►
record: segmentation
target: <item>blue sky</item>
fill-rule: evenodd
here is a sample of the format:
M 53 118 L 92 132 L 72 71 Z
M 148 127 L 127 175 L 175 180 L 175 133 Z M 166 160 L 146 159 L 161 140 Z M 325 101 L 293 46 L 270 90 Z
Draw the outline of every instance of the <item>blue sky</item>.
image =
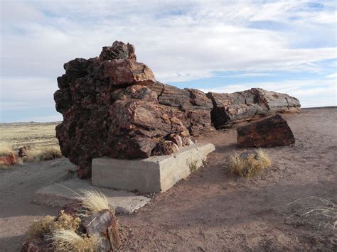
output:
M 1 1 L 0 121 L 60 121 L 63 63 L 113 41 L 179 87 L 336 106 L 334 1 Z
◄
- **What needs to be done**:
Convert all the items above into a Markdown table with the columns "No." and "Line", giving each non-blank line its own row with a running number. Omit the pictures.

- **Answer to the exercise**:
| No. | Line |
|---|---|
| 1 | record: segmentation |
| 2 | target: <item>blue sky</item> |
| 3 | fill-rule: evenodd |
| 4 | here is a sample of the format: |
| 5 | M 53 118 L 92 132 L 72 71 Z |
| 6 | M 148 127 L 127 175 L 175 180 L 175 133 Z M 166 160 L 146 159 L 161 140 Z M 325 101 L 293 46 L 270 90 Z |
| 7 | Draw the outline of every instance of the <item>blue sky</item>. |
| 8 | image = |
| 9 | output: |
| 10 | M 1 1 L 0 121 L 60 121 L 63 63 L 113 41 L 179 87 L 336 106 L 334 1 Z |